## QUESTIONS TO ANSWER:
**1)** According to the passage comparing tech giants to the separated triplets, from what shared parent were Alphabet, Facebook and Amazon all born?
**2)** Continue the passage comparing tech giants to the separated triplets, starting after its last sentence.

The U.S. government must determine how to deal with the negative consequences of some of the last decade’s most successful internet-based businesses. Alphabet, Facebook and Amazon grew up as strangers and have developed monopolies in search, social media and in e-commerce. The stock market has been very excited about the control over people they have attained and the “big data” they use in advertising and e-commerce. In many ways, these tech behemoths are “three identical strangers.”

The arms race in streaming content created a flourishing environment for documentaries. Humans are learners and the stories told in documentaries teach us about subjects we might not have learned otherwise. On a recent flight, I watched Three Identical Strangers, it’s the story of three identical triplets separated at birth. Each one of these boys was adopted by a different family and those families had no idea the other two brothers existed.

The happenchance reunion of these brothers became a national media story amid a frenzy of excitement. They were very much alike in ways other than the obvious genetic match. For a few years, their separation was a “feel good story.” Nobody knew the story behind the story. As bottom-up stock pickers, we continually search for the story behind the story, and that’s why these identical strangers matter so much.

In the documentary, we learn that the adoption agency and a psychiatrist had colluded to separate twins and triplets at birth for the benefit of studying parenting. It was the big “nature versus nurture” debate which rages to this day. The problem with the adoption agency and the psychiatric study was that the families involved did not know that their lives and families were going to be forever affected by the downside of the experiment. By playing God with these lives, it is possible that irreparable damage was done to these siblings separated from those closest to them.

The circumstances for Alphabet, Facebook and Amazon work much like the separation of the siblings because they were all born from the same parent, the Internet. If Alphabet controls 65 percent of searches and gets 85 percent of the profits in the industry, they will know more about people than anyone other than God. Facebook and its Instagram subsidiary have connected users to each other as they have voluntarily given up their privacy. Amazon finds more and more ways to get people to use their “Prime membership” and in the process they learn the intimate details of how their customers spend their money.

## EXTRACTED RECORDS:

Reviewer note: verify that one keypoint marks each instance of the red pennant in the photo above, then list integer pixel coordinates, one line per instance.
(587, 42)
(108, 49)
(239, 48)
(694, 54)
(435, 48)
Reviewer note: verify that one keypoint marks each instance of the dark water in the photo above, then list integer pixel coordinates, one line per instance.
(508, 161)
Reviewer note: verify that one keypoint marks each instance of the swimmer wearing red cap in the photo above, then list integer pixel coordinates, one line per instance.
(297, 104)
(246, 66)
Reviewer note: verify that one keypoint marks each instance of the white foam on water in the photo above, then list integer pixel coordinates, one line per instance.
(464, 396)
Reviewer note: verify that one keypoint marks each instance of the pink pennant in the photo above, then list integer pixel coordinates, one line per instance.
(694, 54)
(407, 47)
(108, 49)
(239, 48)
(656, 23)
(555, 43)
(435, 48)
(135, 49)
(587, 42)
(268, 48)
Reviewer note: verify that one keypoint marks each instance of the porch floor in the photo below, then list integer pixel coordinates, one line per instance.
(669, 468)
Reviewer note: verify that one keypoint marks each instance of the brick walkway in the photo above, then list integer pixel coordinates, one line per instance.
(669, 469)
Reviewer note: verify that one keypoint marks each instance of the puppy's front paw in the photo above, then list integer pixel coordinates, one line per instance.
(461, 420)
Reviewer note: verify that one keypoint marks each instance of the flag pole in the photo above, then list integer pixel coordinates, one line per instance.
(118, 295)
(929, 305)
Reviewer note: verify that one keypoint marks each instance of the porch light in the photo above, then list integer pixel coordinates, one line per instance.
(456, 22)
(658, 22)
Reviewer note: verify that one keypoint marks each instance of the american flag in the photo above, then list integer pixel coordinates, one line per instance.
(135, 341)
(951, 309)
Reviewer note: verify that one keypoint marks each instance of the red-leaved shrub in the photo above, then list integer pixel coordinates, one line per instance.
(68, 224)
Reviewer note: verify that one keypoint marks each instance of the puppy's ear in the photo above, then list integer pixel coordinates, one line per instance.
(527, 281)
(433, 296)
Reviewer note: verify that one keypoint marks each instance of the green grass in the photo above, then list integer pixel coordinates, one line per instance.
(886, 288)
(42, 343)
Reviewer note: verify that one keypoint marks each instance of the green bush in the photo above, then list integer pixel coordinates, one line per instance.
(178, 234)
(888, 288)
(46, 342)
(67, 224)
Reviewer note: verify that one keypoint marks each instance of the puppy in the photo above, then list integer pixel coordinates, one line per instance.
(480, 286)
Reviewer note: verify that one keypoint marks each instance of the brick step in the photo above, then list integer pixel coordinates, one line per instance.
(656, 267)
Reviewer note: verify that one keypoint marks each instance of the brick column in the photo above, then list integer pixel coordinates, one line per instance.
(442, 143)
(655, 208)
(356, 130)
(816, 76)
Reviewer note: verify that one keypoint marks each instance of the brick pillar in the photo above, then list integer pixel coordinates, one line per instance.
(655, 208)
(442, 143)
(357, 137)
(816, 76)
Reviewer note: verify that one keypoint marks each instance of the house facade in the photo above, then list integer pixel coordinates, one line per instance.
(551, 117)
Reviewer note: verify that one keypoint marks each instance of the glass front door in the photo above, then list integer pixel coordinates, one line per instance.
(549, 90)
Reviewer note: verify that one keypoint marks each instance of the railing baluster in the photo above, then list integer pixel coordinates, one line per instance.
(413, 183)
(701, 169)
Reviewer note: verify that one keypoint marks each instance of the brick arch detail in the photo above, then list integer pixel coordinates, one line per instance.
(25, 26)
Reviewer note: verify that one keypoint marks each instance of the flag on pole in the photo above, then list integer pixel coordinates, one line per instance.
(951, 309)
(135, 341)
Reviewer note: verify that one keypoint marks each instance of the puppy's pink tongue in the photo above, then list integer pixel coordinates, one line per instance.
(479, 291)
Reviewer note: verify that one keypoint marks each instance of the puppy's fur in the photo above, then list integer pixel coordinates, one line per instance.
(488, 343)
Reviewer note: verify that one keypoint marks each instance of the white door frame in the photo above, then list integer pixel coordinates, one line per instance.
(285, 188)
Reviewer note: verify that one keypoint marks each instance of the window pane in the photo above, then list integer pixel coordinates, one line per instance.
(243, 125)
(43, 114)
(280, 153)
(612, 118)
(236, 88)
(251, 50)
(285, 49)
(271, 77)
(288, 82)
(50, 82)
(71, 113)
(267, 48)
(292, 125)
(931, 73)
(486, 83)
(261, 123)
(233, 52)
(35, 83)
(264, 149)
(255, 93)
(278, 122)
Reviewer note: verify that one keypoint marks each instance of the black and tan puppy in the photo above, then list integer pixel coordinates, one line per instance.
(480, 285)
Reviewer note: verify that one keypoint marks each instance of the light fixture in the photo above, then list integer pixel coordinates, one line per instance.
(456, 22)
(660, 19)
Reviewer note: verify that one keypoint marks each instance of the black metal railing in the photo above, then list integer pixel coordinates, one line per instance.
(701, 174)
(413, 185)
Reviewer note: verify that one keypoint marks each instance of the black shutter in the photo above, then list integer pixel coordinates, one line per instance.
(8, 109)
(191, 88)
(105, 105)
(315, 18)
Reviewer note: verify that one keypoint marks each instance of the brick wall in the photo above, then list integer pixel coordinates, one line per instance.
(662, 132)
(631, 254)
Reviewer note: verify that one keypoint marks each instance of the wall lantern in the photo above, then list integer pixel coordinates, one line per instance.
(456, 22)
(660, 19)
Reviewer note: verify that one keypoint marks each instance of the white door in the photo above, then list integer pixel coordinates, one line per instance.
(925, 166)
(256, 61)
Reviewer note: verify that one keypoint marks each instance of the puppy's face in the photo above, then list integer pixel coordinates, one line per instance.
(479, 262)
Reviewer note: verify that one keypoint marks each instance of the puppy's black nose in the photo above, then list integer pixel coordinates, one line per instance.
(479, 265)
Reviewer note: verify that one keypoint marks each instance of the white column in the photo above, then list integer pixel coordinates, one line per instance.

## EXERCISE ANSWERS:
**1)** The Internet.

**2)**
The problem with these tech behemoths isn’t that they don’t give people something they want or need, but rather the downside of using their relationship with their customers to deceive and manipulate them. These are the ethical questions that must be asked by the U.S. government, because our antitrust and commerce laws were all written before the introduction of the Internet. President Teddy Roosevelt might argue that our democratic capitalistic economic system may not work if three companies gain more power over society than the government “for the people by the people.”

Was it good that these kids got adopted? The answer is yes. Was it good that these identical babies got separated from their siblings? No. Was it a crime that the birth parents and adoptive parents didn’t know the kids were being manipulated for the benefit of social science? Is what we learn about parenting from tearing up the lives of these babies at birth really justifiable? Isn’t it unethical not to tell the parents what was being done?

When you do an Alphabet search or friend someone on Facebook or buy something on Amazon you are unknowingly volunteering to allow them to manipulate your life just like the identical triplets and the three families that adopted them were manipulated by the study. By now you should wonder two things. First, where are the political leaders on both sides of the aisle? Second, can our economy survive the level of concentrated economic power that the use of the Internet has created?